*** Opening DATA FOR THIS EXERCISE ***

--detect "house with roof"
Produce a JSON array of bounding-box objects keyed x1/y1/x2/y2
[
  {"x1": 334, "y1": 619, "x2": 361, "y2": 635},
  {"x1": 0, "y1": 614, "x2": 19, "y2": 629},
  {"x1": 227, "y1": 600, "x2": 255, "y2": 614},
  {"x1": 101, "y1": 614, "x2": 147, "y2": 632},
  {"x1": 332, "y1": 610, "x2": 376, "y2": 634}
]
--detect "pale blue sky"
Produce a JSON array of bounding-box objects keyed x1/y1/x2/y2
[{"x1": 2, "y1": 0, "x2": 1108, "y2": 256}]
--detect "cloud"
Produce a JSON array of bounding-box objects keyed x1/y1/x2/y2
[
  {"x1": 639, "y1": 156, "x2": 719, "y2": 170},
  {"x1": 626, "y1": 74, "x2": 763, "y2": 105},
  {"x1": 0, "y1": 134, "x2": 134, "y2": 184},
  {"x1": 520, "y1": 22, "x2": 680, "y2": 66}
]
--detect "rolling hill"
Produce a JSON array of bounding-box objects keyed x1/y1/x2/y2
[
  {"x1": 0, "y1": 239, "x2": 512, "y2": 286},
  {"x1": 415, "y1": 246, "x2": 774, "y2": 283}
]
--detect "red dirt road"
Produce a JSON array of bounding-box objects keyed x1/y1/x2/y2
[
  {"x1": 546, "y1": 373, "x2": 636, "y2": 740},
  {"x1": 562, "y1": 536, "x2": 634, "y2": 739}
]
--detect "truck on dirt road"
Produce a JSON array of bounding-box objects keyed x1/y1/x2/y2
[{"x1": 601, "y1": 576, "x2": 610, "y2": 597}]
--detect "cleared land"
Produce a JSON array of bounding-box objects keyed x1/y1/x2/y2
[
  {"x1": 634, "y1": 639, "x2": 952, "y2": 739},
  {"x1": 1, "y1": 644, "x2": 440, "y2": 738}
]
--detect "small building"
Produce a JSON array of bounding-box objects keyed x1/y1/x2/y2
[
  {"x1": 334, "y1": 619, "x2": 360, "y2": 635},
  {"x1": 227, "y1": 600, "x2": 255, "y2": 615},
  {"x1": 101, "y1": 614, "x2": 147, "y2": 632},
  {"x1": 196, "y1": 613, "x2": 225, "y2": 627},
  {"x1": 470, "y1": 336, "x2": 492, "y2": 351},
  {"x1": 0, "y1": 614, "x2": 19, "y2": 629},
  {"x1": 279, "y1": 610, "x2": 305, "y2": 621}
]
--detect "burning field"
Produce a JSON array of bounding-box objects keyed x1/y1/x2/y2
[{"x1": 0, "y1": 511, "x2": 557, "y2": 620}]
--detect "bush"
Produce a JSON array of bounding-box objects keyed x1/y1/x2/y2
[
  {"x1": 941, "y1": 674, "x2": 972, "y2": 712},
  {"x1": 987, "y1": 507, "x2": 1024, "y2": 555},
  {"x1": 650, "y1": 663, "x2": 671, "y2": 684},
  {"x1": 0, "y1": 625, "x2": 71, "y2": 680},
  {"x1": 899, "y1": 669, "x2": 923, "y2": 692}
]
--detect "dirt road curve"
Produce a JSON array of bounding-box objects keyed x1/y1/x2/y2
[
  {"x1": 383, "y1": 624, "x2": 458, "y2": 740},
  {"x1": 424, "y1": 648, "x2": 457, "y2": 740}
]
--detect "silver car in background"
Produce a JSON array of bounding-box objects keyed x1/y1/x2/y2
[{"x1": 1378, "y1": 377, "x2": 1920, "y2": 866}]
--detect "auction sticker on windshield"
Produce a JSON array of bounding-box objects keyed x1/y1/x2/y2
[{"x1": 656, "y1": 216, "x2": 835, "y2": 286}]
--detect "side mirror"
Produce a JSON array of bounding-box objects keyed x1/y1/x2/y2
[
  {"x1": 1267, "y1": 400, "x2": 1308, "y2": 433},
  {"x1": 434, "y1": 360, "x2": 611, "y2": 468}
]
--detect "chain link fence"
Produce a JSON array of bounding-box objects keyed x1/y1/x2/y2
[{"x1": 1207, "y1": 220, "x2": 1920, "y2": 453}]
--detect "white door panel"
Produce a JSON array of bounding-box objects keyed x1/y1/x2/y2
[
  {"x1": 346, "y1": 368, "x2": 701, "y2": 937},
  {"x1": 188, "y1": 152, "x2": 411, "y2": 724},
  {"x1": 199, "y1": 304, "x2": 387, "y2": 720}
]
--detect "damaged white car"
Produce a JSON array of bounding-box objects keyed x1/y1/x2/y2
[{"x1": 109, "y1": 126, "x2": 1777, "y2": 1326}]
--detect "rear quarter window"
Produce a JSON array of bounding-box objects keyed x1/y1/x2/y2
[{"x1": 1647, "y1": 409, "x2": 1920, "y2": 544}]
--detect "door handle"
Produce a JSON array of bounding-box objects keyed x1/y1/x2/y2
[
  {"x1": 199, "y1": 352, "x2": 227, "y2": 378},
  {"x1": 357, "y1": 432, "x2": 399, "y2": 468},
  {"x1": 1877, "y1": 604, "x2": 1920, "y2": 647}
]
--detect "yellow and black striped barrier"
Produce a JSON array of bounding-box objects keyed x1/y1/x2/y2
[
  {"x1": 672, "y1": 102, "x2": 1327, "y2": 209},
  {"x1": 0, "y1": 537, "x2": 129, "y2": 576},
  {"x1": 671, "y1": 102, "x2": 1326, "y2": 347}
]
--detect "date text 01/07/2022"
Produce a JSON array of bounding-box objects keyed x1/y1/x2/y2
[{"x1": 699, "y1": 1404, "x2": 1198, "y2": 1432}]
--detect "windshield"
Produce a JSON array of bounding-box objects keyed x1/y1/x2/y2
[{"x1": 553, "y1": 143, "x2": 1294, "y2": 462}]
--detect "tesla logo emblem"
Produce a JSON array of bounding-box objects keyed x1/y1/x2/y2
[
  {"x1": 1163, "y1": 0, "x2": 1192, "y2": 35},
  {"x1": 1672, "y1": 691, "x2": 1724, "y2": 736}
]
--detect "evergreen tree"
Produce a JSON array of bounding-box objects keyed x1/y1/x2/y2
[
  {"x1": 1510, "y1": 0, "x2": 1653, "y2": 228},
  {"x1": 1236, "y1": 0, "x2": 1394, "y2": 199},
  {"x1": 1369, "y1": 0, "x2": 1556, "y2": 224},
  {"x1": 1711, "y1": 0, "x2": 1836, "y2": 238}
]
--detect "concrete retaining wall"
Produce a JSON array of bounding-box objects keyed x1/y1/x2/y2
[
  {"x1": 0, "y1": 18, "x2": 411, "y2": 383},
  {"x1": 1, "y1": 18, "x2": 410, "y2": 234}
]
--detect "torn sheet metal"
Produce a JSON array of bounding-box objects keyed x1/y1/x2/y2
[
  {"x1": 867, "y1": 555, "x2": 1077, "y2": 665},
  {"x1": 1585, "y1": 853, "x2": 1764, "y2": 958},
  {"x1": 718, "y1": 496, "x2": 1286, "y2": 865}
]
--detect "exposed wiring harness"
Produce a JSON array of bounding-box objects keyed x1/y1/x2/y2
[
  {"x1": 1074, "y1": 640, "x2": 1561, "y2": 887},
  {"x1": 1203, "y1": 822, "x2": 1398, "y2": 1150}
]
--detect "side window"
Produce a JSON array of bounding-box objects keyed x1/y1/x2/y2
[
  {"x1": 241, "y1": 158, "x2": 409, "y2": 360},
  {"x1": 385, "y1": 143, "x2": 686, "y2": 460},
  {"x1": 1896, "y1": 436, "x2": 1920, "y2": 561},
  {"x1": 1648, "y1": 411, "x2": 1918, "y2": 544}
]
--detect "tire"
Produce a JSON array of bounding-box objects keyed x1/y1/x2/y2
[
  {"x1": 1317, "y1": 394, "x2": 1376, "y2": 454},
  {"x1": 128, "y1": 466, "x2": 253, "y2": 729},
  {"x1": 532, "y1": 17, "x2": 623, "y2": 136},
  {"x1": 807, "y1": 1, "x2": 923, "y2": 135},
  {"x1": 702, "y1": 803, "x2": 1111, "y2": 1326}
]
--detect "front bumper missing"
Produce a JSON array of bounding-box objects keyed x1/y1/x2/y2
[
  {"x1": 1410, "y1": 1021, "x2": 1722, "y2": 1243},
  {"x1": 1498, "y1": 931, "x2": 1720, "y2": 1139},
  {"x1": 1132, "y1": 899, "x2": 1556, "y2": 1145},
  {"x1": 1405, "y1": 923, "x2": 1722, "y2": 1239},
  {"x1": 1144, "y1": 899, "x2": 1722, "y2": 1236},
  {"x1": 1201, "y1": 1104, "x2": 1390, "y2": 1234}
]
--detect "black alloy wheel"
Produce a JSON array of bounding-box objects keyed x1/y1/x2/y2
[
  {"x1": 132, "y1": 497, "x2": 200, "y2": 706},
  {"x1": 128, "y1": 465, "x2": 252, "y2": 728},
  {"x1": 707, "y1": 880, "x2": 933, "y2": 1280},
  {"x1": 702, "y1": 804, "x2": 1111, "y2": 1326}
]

*** Closing DATA FOR THIS EXERCISE ***

> [PROBLEM DETAILS]:
Retrieve each line from the records above where the word "white" occurs.

> [SOLUTION FOR THIS PROBLEM]:
--detect "white door panel"
--detect "damaged white car"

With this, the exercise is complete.